[Saved entries]
============================================================

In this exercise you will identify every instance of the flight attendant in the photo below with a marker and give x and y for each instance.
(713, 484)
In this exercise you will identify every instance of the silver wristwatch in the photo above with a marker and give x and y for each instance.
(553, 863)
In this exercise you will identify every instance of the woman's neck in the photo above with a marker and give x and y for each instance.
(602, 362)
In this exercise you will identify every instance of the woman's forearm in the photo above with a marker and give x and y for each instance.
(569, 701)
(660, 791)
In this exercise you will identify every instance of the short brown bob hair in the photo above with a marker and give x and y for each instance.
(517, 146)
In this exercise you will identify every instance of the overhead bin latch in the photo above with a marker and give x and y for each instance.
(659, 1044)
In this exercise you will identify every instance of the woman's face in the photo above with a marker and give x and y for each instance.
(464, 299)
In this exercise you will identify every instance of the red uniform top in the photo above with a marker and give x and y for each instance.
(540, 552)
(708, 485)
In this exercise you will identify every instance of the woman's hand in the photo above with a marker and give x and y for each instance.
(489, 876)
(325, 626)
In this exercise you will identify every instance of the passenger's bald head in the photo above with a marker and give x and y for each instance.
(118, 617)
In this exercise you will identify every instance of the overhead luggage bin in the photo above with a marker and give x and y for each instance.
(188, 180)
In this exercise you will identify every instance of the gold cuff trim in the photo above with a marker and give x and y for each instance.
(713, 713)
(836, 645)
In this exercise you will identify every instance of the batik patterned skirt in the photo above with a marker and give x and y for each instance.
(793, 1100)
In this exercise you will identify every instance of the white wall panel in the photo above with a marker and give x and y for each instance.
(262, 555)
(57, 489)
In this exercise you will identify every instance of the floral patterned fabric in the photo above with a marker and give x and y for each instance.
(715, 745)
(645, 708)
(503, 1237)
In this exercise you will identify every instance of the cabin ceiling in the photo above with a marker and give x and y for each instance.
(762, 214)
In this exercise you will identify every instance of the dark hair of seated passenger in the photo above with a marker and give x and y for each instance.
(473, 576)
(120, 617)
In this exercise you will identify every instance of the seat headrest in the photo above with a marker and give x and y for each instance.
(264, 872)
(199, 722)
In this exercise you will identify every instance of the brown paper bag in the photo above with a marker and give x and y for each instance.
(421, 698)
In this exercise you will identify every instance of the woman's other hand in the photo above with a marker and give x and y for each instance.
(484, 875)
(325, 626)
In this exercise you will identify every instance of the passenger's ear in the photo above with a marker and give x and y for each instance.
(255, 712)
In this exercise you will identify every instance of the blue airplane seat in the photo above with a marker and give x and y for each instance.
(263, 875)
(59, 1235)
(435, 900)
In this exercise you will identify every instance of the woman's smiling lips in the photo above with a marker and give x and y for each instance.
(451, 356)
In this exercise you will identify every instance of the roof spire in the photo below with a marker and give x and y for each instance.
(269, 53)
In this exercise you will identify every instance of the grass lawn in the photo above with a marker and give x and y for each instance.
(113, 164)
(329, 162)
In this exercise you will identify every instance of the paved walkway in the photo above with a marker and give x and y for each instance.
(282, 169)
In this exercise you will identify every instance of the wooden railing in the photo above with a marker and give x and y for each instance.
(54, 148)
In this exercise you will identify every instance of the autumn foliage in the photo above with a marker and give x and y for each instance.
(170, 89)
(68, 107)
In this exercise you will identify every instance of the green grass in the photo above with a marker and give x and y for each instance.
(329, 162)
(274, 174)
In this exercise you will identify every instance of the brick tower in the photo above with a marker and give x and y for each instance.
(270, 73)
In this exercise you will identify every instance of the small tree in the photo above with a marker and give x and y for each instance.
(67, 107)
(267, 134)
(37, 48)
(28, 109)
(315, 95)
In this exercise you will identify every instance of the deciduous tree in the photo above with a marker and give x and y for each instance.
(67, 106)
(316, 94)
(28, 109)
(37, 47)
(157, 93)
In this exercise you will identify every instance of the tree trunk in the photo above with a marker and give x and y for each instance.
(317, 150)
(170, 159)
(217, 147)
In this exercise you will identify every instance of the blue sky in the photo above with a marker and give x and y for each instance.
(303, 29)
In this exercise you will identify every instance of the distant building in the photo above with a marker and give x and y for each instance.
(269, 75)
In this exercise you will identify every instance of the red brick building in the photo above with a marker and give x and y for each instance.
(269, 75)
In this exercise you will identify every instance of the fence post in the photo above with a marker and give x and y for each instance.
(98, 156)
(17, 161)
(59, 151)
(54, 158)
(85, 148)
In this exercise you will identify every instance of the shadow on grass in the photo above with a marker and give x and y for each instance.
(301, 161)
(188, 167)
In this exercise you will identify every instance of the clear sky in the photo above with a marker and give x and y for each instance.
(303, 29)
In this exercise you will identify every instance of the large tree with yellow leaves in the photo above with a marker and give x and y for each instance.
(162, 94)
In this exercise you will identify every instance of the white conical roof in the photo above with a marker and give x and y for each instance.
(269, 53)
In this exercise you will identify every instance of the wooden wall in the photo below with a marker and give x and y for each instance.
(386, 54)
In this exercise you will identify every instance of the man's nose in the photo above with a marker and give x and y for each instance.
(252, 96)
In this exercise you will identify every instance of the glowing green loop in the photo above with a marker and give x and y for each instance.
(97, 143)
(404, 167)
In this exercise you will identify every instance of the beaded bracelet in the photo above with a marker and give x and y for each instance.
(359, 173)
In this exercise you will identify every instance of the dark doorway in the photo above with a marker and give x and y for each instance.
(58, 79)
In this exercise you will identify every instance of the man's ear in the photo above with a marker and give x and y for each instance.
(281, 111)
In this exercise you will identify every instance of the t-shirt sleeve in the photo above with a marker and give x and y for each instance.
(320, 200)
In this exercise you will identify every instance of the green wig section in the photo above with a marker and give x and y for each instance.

============================================================

All of the entries should be repeated word for word.

TASK RESULT
In this exercise you will identify every instance of the flight attendant in the photo below with a marker and give x and y for each instance.
(713, 484)
In this exercise you will identify every instance of the silver wristwatch in the photo above with a marker and give x and y for each instance.
(553, 863)
In this exercise you will identify every instance of the woman's neck in the photo above with a marker and give x and y for each instance.
(602, 362)
In this exercise you will identify every instance of the woman's forearm in the photo above with a marker and give x and y for each instance.
(569, 701)
(660, 791)
In this exercise you will identify every instance of the short brown bob hair in the photo above with a marker and give x and y for each instance.
(517, 146)
In this exercise you will identify every instance of the overhead bin latch in the photo above with a marker and give x and y for each instance.
(659, 1044)
In this exercise you will identify every instance of the woman's face in the photo above with a marker and give x and y for each instance.
(464, 299)
In this exercise you will identify every instance of the red uniform top in the photo above with a marker and give x and y for each instance.
(540, 552)
(708, 485)
In this exercise you will identify every instance of the woman's hand in the photo above with a marker and give x and y for each instance.
(489, 876)
(325, 626)
In this exercise you will identify every instance of the passenger's bald head in the photo above with a marker and give x and y for each instance.
(118, 617)
In this exercise you will identify every instance of the overhead luggage bin in the photo above with a marker and give x and y for each instance.
(188, 180)
In this exercise you will identify every instance of the gold cuff trim in the photo above with a marker and give x and y for each instance.
(713, 713)
(836, 645)
In this exercise you will identify every instance of the batik patterned skirt in the photo above with a marker and give x and y for each instance.
(793, 1100)
In this exercise you will identify every instance of the white wall panel in the photo above with a marker and give x and y for each instance.
(262, 555)
(57, 489)
In this exercise you will identify every instance of the floral patterned fabric in the photo above with a marker and give x and y for each instance.
(715, 745)
(645, 708)
(503, 1237)
In this exercise you will identify every instance of the cabin ceiling in the photo above with a marker and give x and y for each instance.
(762, 214)
In this exercise you will identify every instance of the dark hair of seated passenger in the photo above with a marker and give x and y for each instance.
(473, 576)
(120, 617)
In this exercise you will identify every instance of the seat headrest in the photo above with a marker and give x and y for each instance.
(264, 872)
(199, 722)
In this exercise you will identify every instance of the brown paper bag in the photo above with a marker and give x and y for each instance.
(421, 698)
In this exercise you will identify every instance of the woman's other hand in the photo above with a marker and give x and y for each instance.
(484, 875)
(325, 626)
In this exercise you will identify every instance of the passenger's ear in the photo above with a marker and give x and y for each instance.
(255, 712)
In this exercise you will identify every instance of the blue airplane seat in the photo above with a marker and give x and y for each instance.
(263, 875)
(59, 1235)
(435, 900)
In this exercise you will identify every instance of the woman's smiling lips in the photo above with a marker and give x and y for each instance.
(451, 356)
In this exercise you will identify every instance of the roof spire in the photo below with a marker and give x and y for each instance.
(269, 53)
In this exercise you will identify every instance of the grass lawn in the photo above with a marker and give x and y for each instance.
(113, 164)
(329, 162)
In this exercise you will identify every instance of the paved walkway in the photo above with a marker and give x and y for each instance.
(282, 169)
In this exercise you will identify every instance of the wooden railing in the photo above with a marker and give x and y for each instance.
(54, 148)
In this exercise you will identify every instance of the autumn foliage in the photo above with a marker and give x and y for each instance.
(170, 89)
(68, 107)
In this exercise you will identify every instance of the green grass in the photo above with a marker and give x and y for each instance.
(329, 162)
(274, 174)
In this exercise you will identify every instance of the brick tower in the photo above with a marker and give x and y for each instance.
(270, 73)
In this exercise you will identify every instance of the small tree in the photo above with a marker and give x and y for each instance.
(67, 107)
(267, 134)
(37, 48)
(28, 109)
(315, 95)
In this exercise you will identify every instance of the deciduous tree in the photo above with a marker and give x and y for each instance.
(67, 106)
(316, 94)
(28, 109)
(37, 47)
(157, 93)
In this exercise you will identify every instance of the tree trunk in the photo above with a marker and give x and y for each instance.
(317, 150)
(170, 159)
(217, 147)
In this exercise you will identify every instance of the blue sky in the photo above with a marker and give x and y for each instance.
(303, 29)
In this exercise you will identify every instance of the distant building in the photo above with a marker and give x and y for each instance.
(269, 75)
In this exercise you will identify every instance of the red brick building in the photo above with a marker and give x and y for each instance.
(269, 75)
In this exercise you will identify every instance of the fence post in the photo above with a marker and give x and y for each instance.
(98, 156)
(17, 161)
(59, 151)
(54, 158)
(85, 148)
In this exercise you will identify every instance of the shadow on grass in the photo above with a marker and give x and y for each instance.
(301, 161)
(188, 167)
In this exercise you will identify every instance of the clear sky in the photo above with a marker and give x and y for each instance.
(303, 29)
In this exercise you will identify every instance of the large tree with yellow leaves in the photo above with a marker and give x and y for each instance.
(162, 94)
In this exercise you will identify every instance of the white conical roof in the photo above with a marker and give x and y for each instance.
(269, 53)
In this exercise you will identify every instance of the wooden wall in the photo below with a marker and give x and y for each instance.
(386, 54)
In this exercise you will identify every instance of the man's nose in the photo above with a marker and give x and y for each instance.
(252, 96)
In this exercise you will identify every instance of the glowing green loop in the photo above with a marker and give x and y for each instance.
(97, 143)
(404, 167)
In this exercise you will identify every instance of the beaded bracelet in the photo above with a marker and give x and y for each instance.
(359, 173)
In this exercise you will identify every instance of the dark doorway in the photo above with a marker and give x and y for each instance.
(58, 79)
In this exercise you will identify every instance of the man's ear in the photo above with a marker and give x and y for each instance.
(281, 111)
In this exercise you will identify every instance of the t-shirt sleeve in the photo above with a marker and give x and y for each instance.
(320, 200)
In this exercise you will identify every instance of the green wig section in the photo above with a marker and give x and y for each instance.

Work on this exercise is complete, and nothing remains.